- Gezeigter Textauszug -
···

Widersprüchlich ist die Positionierung zu Eichendorffs Rezeption und Bewertung der frühromantischen staatstheoretischen Entwürfe Schlegels, Novalis, von Müllers – sie schwankt zwischen unerheblich (vgl. S. 120, 151, 393, wo sie nicht in die Quellenstudien einbezogen werden) und „gewichtig“ (S.  186, 375–377).

Zu den Facetten und Reformen des Katholischen in den 30er- und 40er-Jahren wäre endlich historisch mehr beizubringen gewesen als die bekannten Daten zu den Kölner Wirren, zur Trierer Wallfahrt, zum Deutschkatholizismus und zum EOS-Kreis – etwa eigene Forschungen zu Eichendorffs Dienstaufgaben im Zuge der Neuordnung von kirchlichen Gebieten und Strukturen, seinen wechselnden Gemeindemitgliedschaften usw.

Vor allem wird in zu vielen Fällen die Rechnung ohne die Historisch-kritischen Eichendorff-Ausgabe und ohne einschlägige Forschungsbeiträge gemacht (S. 50, 58, 295). Die Hypothesen zur Überlieferung der Schrift Über die Folgen der Aufhebung der Landeshoheit der Bischöfe und Klöster in Deutschland (S. 198f.) sind das Ergebnis einer zu flüchtigen Lektüre der vom Verfasser mehrfach geschmähten HKA-Edition. Eine Autopsie des zugrundeliegenden Autographen FDH 29314 oder das Studium der Editionsrichtlinien des betreffenden Bandes (HKA X/2) hätte ergeben, dass Eichendorff seine Korrekturen und Ergänzungen in die gebundene zweispaltig angelegte Examensarbeit von 1816 nach der Wallfahrt nach Trier im Oktober 1844 mit anderer Feder, Tinte und Schrift eingetragen hat. Der Einbezug der HKA-Kommentare zu Die Mahnung (HKA I/1 336), Die Engel vom Kölner Dom (HKA I/3 284), An die Lützowschen Jäger (HKA I/1 180) zum 1848er-Zyklus (HKA I/3, 7–12) und eines Forschungsbeitrags, der die politische Kodierung des Waldgespräch[s] und die Bezugnahme Eichendorffs auf Wilhelm IV. thematisiert (Regener: Eichendorffs Rhizome. Romanzen eines ‚letzten Romantikers‘), würde die kolportierte Forschungsignoranz widerlegen. Als einzige Belege für die These vom „zunehmend geistlichen Grundzug der letzten Lebensjahre“ (S. 610) werden die aus Hermann von Eichendoffs Gedichtausgabe stammende geglättete Textversion und die falsche Datierung des Sonetts Mahnung auf 1856 (statt richtig 1843) mitsamt der Bewertung „das letzte sicher datierbare Gedicht“ ungeprüft aus der Klassikerausgabe übernommen. Auch die Ausführungen zu den autobiographischen Schriften (S. 611ff.) kommen ohne Bezug zur aktuellsten Edition aus (HKA V/4, 1998).

···

Schreiben Sie den Abschnitt des Textauszugs wortgetreu ab, der mit „Zu den Facetten“ beginnt und sich bis einschließlich „wechselnden Gemeindemitgliedschaften usw.“ erstreckt. Die Daten haben hierfür keine Bedeutung.

- Bereitgestellte Daten -

···

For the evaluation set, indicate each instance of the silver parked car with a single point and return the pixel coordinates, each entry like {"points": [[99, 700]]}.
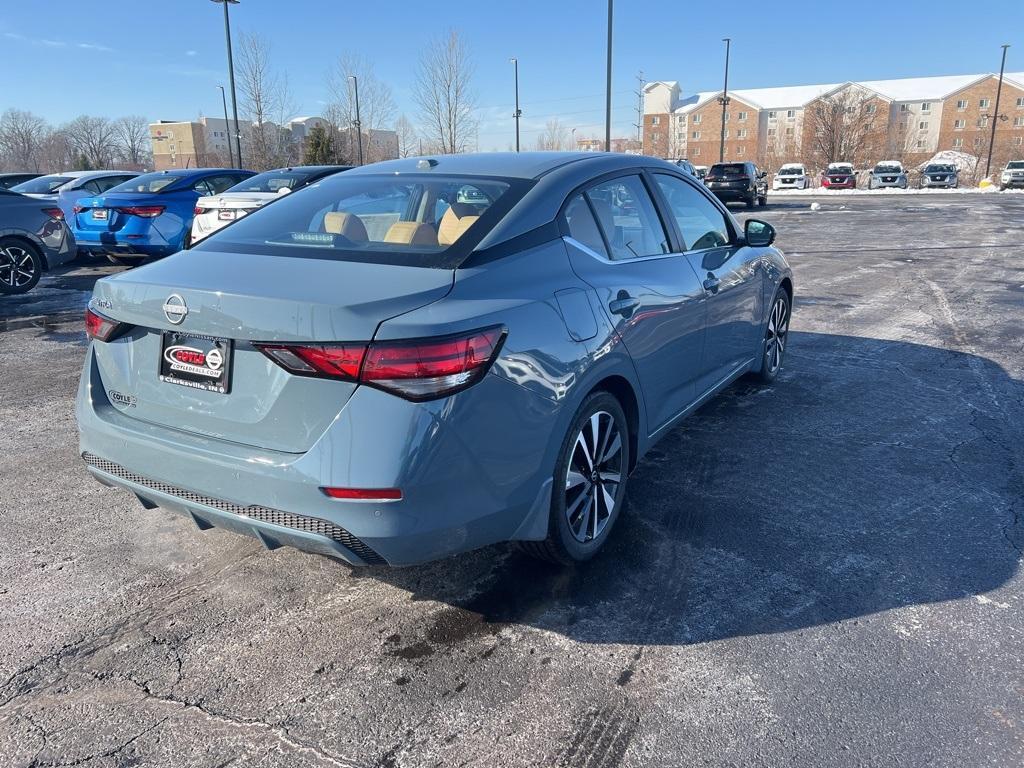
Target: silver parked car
{"points": [[888, 173], [34, 238], [423, 356]]}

···

- Lösung der Aufgabe -
Zu den Facetten und Reformen des Katholischen in den 30er- und 40er-Jahren wäre endlich historisch mehr beizubringen gewesen als die bekannten Daten zu den Kölner Wirren, zur Trierer Wallfahrt, zum Deutschkatholizismus und zum EOS-Kreis – etwa eigene Forschungen zu Eichendorffs Dienstaufgaben im Zuge der Neuordnung von kirchlichen Gebieten und Strukturen, seinen wechselnden Gemeindemitgliedschaften usw.